═══ LISTED RECORDS ═══

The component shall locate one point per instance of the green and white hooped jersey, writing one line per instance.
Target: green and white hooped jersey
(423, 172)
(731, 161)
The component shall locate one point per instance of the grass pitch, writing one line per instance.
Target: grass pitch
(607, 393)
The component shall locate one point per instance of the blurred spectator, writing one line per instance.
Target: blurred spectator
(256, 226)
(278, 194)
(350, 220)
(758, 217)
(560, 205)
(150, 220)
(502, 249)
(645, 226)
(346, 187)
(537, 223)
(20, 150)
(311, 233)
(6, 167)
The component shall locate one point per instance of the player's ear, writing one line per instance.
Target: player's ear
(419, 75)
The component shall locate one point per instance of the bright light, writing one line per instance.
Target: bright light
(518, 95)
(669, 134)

═══

(WHAT NEEDS TO BE DONE) Render the rows above as a two-column CSV with the headers "instruction" and "points". Give one line per row, with the row's text and its answer each in a single quoted field and every line break replaced by a space.

(WRITTEN RESPONSE)
instruction,points
"The component shall locate one point per instance of the green and white hooped jersey, writing one line per instance. Target: green and white hooped jersey","(423, 172) (731, 161)"
"The component shall locate one point per instance of the grass pitch, writing one line per instance. Target: grass pitch","(607, 393)"
"The component shall locate one point per instance of the blurred spectator, writing one line per instance. Target: blurred spectator","(256, 226) (278, 194) (350, 220) (758, 217) (560, 205) (150, 220) (502, 249) (645, 226) (346, 187) (537, 223) (20, 150) (311, 233) (6, 167)"
"The component shall locate one point per instance of the player's ear, writing one line per instance. Target: player's ear","(419, 75)"
"The component shall locate one point per instance of the bright light, writing one line per instance. Target: bright light","(518, 95) (669, 134)"